Can you copy out the stretch of the records below, from their start through the line containing "pixel 89 282", leaving the pictures out?

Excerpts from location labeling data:

## Begin

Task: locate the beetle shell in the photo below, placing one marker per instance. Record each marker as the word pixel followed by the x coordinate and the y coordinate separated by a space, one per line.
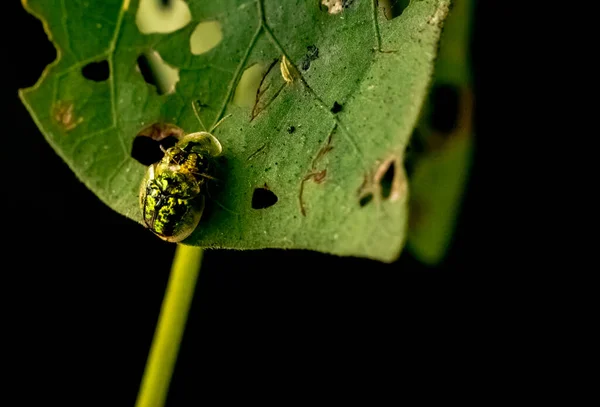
pixel 172 191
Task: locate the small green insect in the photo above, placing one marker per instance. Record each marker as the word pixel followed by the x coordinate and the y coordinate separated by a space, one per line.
pixel 172 194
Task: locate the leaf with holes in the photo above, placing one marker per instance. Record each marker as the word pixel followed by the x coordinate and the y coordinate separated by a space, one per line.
pixel 320 100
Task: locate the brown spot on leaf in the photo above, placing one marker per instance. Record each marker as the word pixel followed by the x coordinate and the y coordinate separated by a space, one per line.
pixel 317 176
pixel 63 113
pixel 160 131
pixel 387 183
pixel 264 94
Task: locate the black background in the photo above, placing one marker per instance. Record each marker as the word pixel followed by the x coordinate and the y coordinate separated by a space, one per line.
pixel 89 282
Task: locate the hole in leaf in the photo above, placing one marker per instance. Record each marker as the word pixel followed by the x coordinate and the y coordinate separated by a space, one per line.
pixel 157 72
pixel 393 8
pixel 445 108
pixel 387 180
pixel 365 200
pixel 263 198
pixel 96 71
pixel 162 16
pixel 147 151
pixel 245 92
pixel 312 53
pixel 205 37
pixel 336 108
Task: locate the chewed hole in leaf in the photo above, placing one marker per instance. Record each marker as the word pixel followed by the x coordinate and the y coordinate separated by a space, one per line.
pixel 206 36
pixel 245 92
pixel 148 151
pixel 263 198
pixel 157 72
pixel 96 71
pixel 393 8
pixel 336 108
pixel 445 100
pixel 387 180
pixel 147 145
pixel 159 16
pixel 364 201
pixel 312 53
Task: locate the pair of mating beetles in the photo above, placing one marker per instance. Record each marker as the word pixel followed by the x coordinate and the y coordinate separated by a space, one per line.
pixel 172 193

## End

### WRITTEN SOLUTION
Task: locate the beetle shell in the photo below, placing one marker per instance. Record each marker as the word pixel followed by the x coordinate and the y coordinate separated by a space, one per line.
pixel 172 191
Task: locate the small green insect in the photo above, placing one marker per instance. Record each marker as the word pixel followed by the x coordinate and the y coordinate separated by a space, one per line.
pixel 172 194
Task: locate the leaf with holes in the photo above, placing one marker per instance. Record each marker as the word pixel followed by the x coordinate and the y coordinate separated by a space, one per line.
pixel 320 100
Task: locate the brown spot on leaf in the photo above, placing one marker per instance. Record each marker as the word pixel followed by the x coordinate and the y coordinate separated by a space, one per line.
pixel 317 176
pixel 63 113
pixel 160 131
pixel 387 183
pixel 264 94
Task: locate the black background in the photo above, placing one marker per instance. Record each marker as the word pixel followed by the x coordinate and the y coordinate separated by a space, one per line.
pixel 89 282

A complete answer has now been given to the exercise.